»»

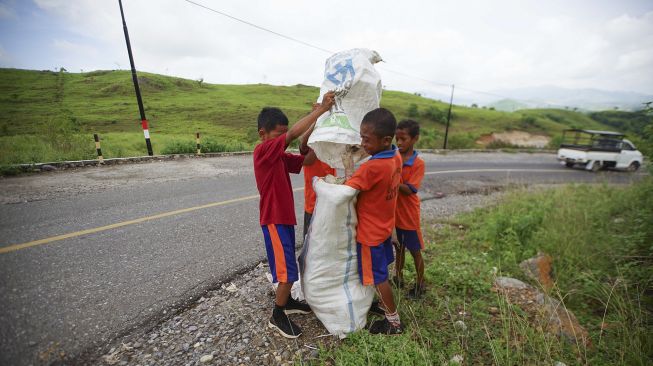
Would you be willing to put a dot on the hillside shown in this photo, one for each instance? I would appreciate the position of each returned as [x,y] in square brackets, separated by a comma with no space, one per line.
[50,115]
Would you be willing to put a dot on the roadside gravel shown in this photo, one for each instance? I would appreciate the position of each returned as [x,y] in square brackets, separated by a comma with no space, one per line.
[228,326]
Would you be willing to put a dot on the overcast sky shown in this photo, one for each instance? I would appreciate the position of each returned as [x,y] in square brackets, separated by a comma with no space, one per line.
[482,45]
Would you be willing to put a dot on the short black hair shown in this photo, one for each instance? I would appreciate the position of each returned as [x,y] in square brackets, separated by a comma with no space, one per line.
[270,117]
[383,122]
[411,126]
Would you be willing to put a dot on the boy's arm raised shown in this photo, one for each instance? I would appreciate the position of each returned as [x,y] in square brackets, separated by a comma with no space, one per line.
[305,123]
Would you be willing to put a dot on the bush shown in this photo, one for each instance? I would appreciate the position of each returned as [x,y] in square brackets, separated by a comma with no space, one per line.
[179,147]
[434,114]
[413,111]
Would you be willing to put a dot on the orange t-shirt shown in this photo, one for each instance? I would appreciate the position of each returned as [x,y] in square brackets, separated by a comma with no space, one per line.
[408,206]
[317,169]
[378,181]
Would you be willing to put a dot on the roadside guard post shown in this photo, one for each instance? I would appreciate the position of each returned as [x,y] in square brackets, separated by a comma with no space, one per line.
[97,148]
[146,131]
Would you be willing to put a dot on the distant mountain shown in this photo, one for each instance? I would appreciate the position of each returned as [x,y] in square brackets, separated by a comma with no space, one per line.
[582,99]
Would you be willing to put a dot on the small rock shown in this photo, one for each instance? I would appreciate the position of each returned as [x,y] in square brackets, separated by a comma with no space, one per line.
[206,358]
[540,269]
[507,282]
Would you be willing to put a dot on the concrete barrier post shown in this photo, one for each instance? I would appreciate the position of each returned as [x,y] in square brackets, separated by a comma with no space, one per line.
[97,148]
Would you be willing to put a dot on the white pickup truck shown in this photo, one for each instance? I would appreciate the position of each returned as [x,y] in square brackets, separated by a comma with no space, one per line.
[596,150]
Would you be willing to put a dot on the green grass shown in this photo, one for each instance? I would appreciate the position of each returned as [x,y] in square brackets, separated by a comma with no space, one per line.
[103,102]
[601,239]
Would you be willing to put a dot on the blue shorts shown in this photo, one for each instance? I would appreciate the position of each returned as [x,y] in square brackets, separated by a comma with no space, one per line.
[411,239]
[373,262]
[280,247]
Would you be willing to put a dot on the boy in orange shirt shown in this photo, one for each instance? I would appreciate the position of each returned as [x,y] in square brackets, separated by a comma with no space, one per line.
[407,221]
[378,181]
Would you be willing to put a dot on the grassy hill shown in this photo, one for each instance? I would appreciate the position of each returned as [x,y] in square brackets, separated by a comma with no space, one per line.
[49,116]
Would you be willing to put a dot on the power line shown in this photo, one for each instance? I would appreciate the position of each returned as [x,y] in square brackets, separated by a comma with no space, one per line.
[261,28]
[293,39]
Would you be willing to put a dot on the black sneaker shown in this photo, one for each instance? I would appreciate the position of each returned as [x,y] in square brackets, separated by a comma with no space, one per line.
[285,326]
[383,326]
[297,307]
[417,291]
[376,309]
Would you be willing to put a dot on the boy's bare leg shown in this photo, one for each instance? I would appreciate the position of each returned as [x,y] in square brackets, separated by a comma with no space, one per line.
[399,263]
[419,266]
[387,299]
[282,294]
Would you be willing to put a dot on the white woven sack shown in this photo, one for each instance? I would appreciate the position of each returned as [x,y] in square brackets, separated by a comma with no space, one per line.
[358,90]
[328,262]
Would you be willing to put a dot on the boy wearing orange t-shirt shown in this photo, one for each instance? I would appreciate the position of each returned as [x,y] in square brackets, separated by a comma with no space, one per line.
[378,181]
[407,221]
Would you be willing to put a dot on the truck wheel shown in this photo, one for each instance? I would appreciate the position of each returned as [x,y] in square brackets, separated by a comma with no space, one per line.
[633,166]
[596,166]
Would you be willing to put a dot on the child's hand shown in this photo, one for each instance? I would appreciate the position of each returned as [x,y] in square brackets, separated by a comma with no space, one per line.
[327,101]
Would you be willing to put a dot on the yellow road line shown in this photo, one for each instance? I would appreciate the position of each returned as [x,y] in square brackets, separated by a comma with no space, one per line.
[502,170]
[15,247]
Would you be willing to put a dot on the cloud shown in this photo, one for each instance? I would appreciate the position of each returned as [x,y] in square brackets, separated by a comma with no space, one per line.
[484,46]
[7,11]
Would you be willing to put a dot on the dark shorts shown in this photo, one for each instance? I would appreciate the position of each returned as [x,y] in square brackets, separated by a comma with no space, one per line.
[373,262]
[280,248]
[410,239]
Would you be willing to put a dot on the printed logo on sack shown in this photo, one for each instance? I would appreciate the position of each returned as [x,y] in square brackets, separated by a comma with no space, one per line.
[343,71]
[337,119]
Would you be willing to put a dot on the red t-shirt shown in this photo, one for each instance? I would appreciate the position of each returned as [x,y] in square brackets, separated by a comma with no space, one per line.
[271,167]
[378,181]
[408,206]
[317,169]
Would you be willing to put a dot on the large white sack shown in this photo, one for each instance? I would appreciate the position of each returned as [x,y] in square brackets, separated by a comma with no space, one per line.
[352,74]
[328,261]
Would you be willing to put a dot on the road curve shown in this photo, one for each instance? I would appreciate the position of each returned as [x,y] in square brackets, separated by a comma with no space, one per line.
[86,256]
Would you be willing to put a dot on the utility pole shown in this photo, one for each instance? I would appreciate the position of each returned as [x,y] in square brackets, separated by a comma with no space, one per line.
[446,131]
[146,131]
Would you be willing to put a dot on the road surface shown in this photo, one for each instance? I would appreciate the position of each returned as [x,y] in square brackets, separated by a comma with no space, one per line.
[92,254]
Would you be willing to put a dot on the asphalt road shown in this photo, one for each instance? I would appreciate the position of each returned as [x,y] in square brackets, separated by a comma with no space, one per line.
[74,294]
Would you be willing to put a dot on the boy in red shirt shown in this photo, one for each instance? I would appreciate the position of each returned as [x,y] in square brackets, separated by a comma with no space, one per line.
[378,181]
[407,223]
[277,208]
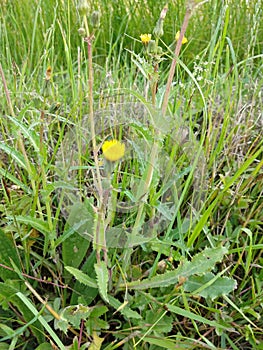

««

Task objective: Go through the entries above and write them out again exactly, images left behind.

Solution to the exercise:
Would you be willing to put a dot on the hillside shown in this photo, one for each instance? I would appreciate the position of each returned as [x,y] in square brackets, separated by a comma with no space, one per line.
[50,115]
Would you be willing to put a dot on the roadside gravel shown in this photo, one for each instance? I would appreciate the position of each returned as [x,y] in square brackets, separated by a comma with no space, one per line.
[228,326]
Would you be willing to put a dot on the overcast sky shown in this photo, one for each instance? I would appreciate the position of each returned as [x,y] in square brackets, separated by a comma with no space, one per line.
[482,45]
Would you be willing to put a dot on the short black hair shown in this photo, one for each instance? I would appreciate the position of each returned as [x,y] in square brackets, separated by a comma with no space, one per line.
[270,117]
[383,122]
[411,126]
Would you be willing to put a dot on the boy's arm raised shown in this photo, one for each instance? I would appreciate the position of each returned as [x,y] in square brackets, separated by a comma with no space, one per line.
[305,123]
Would you be willing to put a dot on the bush shown in this photo, one for each instance? I would appreciate the position of each returned as [x,y] in square brackets, separated by a comma with no space, one per line.
[179,147]
[434,114]
[413,111]
Would you be willing to put a dot on the orange t-shirt shown in this photo, one for each instance? I would appreciate the position of each returned as [x,y] in square brackets, separated by a comma with no space, one per line.
[408,206]
[317,169]
[378,181]
Would you be willing to put a dot on the roadside guard post shown in this photo, one for each instance? I would appreciate the position of each returned as [x,y] in square brackets, separated by a comma with no space, one per line.
[97,148]
[146,131]
Would you be willing to put a dot on the distant mountain shown in this photo, one for each instance? I would appreciate the position of each returned as [x,y] in square brackets, separated by a comma with no space, one per line.
[582,99]
Would you be willing to put a dot on the small rock shown in this photo, one for each instance? I would appreciate the position of each returned as [x,y] in square brackets, separated by a comma with no space, one per line.
[206,358]
[540,269]
[507,282]
Would you be willing to put a dot on the concrete barrier post shown in this photo, one for each instance? I would appreciate the position of each returned as [x,y] in square brackets, separated by a comma with no space, one per line.
[97,148]
Would you be willing to put a dot on the white pickup truck shown in this photo, one for each instance? I would appreciate the position of each returned as [x,y] in square brackets, separated by a comma with no space, one per line.
[596,150]
Would you be willing to put a dot on the green grass shown in this photo, one for each instance? I would appreciate the position of each returned as [x,y] in square brackets, separated by a comma with no space, one per line.
[103,102]
[601,239]
Would you be willing to put a dot on the blue shorts shown in this photo, one for each instance? I would appreciate the position of each returned as [x,y] in square brackets, separated by a comma with no space, one per line.
[411,239]
[373,262]
[280,247]
Would you be willing to put a dot on the boy in orange shirt shown in this photo, one for each instance? I would appreciate the position of each returned as [x,y] in square brackets, separated by a comma with no space, one per line.
[407,221]
[378,181]
Would you be willing to put a dot on the grassy hill shown in this photo, one for each instance? I would appreciate the position of each returned as [x,y] in square brackets, separated by a comma with no space, one per line.
[49,116]
Would you be willing to put a dot on the power line shown in this photo, one for each instance? I would appreciate the position of each returned as [x,y] in square brackets, separated by a comma with no space, one per line.
[261,28]
[293,39]
Would you be willing to put a dot on the black sneaker shown in this photo, one for each instance? I would appreciate the position of each returned as [x,y] in square brackets, separated by a comma with no space, one per line.
[285,326]
[383,326]
[297,307]
[417,291]
[376,309]
Would you be willing to put a dot on the boy's bare leg shown in this photo, one for each instance? I would appreciate the position of each returned as [x,y] in square brackets, separated by a comma with no space, one per line.
[399,263]
[419,266]
[387,299]
[282,294]
Would you be willing to put a dot on the white woven sack shown in this photo, one for each instance? I would appreciate the position of each returned as [x,y] in square brackets, separated by a comma with no space, one per line.
[358,90]
[328,262]
Would you be willing to put a dot on the boy wearing orange t-shirt shown in this photo, one for each instance? I would appreciate the position of each returned as [x,y] in square brackets, separated by a comma with no space, one per line.
[378,181]
[407,221]
Would you be willing to put a dot on the truck wheel shown in this photo, one for each instance? I would appreciate the position of each returned as [x,y] in square brackets, separated by a comma with no space, one per line.
[633,166]
[596,166]
Would you be willing to put a dot on the child's hand shown in this photo, one for each instance? I would appreciate the position of each returned as [x,y] in square brackets, separated by a comma with no space, one per line.
[327,101]
Would you be willing to put a dot on the yellow road line shown in this photo, one for each instance? I would appreciate the position of each returned as [x,y] in square brackets, separated by a comma with no space, one per line.
[502,170]
[15,247]
Would you be willing to put a dot on the cloud shown in this photo, one for each instance? I would appreciate the position of each returned as [x,y] in square brackets, separated by a comma with no space, one per line.
[484,46]
[7,11]
Would you be willing to put a dot on the dark shorts shown in this photo, one for each instance? I would appreciate the position of each returned as [x,y] in square brackets, separated by a comma with no space, one per line.
[373,262]
[280,248]
[410,239]
Would you be willing to put a dot on the printed logo on sack shown in this photo, one for each instance? I would appreciate the position of each returned as [x,y] in square brackets, separated by a comma with no space, one per line.
[343,71]
[337,119]
Would you be willing to put a dot on the red t-shirt shown in this photo, one for each instance? I would appreciate the position of each returned as [x,y] in square brackets, separated by a comma with no space, one per line.
[271,167]
[378,181]
[408,206]
[317,169]
Would you be willing to put a dot on the large white sack shown in this photo, one for each instance? I would appreciate the position of each returned as [x,y] in square brackets, separated by a comma with no space, one per line.
[352,74]
[328,261]
Would you be willing to put a dot on the road curve shown in this photo, one for each instance? I would appreciate the position of each returned as [x,y] in square brackets, separated by a comma with no space, one per line.
[86,256]
Would you be willing to put a dot on the utility pole shown in this photo, one for each instance? I would appreciate the position of each returned as [x,y] in square brackets, separated by a comma with no space, one per line.
[446,131]
[146,131]
Would you be willing to put a dot on the road surface shown in this photo, one for each instance? I would appreciate the position of each returned as [x,y] in square brackets, separated by a comma with no space, one per line.
[92,254]
Would you be willing to put a dot on the asphalt road shown in this photo, one for each instance? I would appreciate the position of each returned as [x,y] in square brackets, separated by a comma with no space, one per line.
[74,294]
Would you be willing to put a dot on the boy in red shirt shown in this photo, one for each instance? I would appreciate the position of each returned as [x,y] in square brackets, separated by a comma with no space, one per line.
[378,181]
[407,223]
[277,208]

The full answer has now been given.